▼

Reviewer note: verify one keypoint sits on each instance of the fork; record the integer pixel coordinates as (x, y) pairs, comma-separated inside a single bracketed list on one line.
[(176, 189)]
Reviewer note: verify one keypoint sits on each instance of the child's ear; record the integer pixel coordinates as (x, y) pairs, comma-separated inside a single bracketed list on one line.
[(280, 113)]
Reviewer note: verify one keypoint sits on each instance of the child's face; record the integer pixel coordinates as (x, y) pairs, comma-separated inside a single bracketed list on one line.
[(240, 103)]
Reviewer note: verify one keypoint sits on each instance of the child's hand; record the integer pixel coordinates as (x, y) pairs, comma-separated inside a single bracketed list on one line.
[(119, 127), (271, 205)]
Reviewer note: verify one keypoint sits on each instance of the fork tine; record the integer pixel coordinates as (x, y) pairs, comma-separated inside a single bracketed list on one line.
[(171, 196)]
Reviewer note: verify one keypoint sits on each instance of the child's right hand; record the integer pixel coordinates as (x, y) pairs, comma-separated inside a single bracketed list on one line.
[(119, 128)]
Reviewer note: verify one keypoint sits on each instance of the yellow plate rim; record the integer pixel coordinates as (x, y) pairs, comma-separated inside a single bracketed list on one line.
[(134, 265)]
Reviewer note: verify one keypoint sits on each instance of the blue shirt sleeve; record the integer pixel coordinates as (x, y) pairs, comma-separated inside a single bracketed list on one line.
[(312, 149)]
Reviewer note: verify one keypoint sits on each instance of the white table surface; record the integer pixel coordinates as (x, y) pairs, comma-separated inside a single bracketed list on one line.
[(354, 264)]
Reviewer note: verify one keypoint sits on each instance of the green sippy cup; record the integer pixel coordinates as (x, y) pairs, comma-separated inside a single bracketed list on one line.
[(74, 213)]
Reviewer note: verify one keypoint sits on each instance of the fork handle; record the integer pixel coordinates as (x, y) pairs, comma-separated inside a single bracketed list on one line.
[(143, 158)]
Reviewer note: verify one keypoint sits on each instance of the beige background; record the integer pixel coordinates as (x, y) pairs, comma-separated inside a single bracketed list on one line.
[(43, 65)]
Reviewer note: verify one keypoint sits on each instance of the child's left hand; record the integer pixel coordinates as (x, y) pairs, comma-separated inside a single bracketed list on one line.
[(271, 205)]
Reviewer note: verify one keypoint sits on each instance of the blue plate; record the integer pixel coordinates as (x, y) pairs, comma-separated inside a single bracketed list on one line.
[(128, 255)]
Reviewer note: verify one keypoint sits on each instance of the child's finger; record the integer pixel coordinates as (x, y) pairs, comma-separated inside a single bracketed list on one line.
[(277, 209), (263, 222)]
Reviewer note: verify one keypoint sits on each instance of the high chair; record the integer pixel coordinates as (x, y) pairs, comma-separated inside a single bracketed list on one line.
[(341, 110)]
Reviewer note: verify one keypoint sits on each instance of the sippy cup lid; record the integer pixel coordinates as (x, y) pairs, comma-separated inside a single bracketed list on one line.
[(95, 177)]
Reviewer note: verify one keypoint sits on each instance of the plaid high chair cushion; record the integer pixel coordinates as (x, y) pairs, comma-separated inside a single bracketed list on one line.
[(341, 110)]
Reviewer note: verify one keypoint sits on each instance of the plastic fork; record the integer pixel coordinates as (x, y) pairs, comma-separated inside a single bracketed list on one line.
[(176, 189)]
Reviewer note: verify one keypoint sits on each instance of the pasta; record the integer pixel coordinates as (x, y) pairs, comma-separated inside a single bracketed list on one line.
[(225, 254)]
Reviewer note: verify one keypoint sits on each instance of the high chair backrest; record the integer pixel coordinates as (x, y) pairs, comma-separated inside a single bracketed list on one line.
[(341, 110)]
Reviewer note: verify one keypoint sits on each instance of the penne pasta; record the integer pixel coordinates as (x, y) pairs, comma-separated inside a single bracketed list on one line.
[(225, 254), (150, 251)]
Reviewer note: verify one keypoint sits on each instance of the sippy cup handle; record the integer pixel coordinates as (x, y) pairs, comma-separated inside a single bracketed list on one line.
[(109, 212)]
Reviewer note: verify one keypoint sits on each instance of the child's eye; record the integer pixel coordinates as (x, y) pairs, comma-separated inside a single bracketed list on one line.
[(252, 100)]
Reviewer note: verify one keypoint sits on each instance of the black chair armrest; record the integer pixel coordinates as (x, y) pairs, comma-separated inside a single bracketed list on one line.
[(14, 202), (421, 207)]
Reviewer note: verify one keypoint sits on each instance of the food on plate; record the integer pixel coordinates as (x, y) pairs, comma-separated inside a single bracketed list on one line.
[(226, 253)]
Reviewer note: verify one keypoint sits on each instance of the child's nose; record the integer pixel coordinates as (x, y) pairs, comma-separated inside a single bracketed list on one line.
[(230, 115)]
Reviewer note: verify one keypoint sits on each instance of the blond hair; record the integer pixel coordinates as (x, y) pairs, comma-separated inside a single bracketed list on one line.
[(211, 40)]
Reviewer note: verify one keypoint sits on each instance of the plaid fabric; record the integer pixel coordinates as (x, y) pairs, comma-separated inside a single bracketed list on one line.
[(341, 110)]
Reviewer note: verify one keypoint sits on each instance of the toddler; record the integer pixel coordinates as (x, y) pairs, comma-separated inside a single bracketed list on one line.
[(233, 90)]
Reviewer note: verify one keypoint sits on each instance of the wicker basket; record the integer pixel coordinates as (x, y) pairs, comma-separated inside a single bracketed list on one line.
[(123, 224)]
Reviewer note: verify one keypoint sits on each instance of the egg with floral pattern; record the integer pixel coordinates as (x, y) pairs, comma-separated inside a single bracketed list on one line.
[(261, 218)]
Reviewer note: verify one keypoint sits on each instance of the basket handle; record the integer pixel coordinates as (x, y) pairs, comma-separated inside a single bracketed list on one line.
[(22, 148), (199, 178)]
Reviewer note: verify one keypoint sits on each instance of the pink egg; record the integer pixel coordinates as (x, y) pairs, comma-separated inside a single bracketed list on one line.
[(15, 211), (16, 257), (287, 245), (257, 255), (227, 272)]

▲

## JOB
Copy the items from the very first line through the line containing "[(119, 127), (271, 205)]", putting "marker" wherever "keypoint" appears and leaving everything else the same. Give only those lines.

## FINISHED EXERCISE
Reviewer note: verify one marker sits on each instance of the fork; record the integer pixel coordinates as (x, y) pairs, comma-separated inside a single bracketed list on one line.
[(176, 189)]
Reviewer note: verify one marker sits on each instance of the child's ear; record the integer pixel coordinates as (x, y) pairs, comma-separated inside a single bracketed list on one line.
[(280, 113)]
Reviewer note: verify one marker sits on each instance of the child's face; record the integer pixel coordinates as (x, y) pairs, comma-separated inside a single bracketed list on one line.
[(240, 103)]
Reviewer note: verify one marker sits on each instance of the child's hand; record the integer pixel coordinates as (x, y) pairs, comma-separated inside a single bracketed list on one line.
[(119, 127), (271, 205)]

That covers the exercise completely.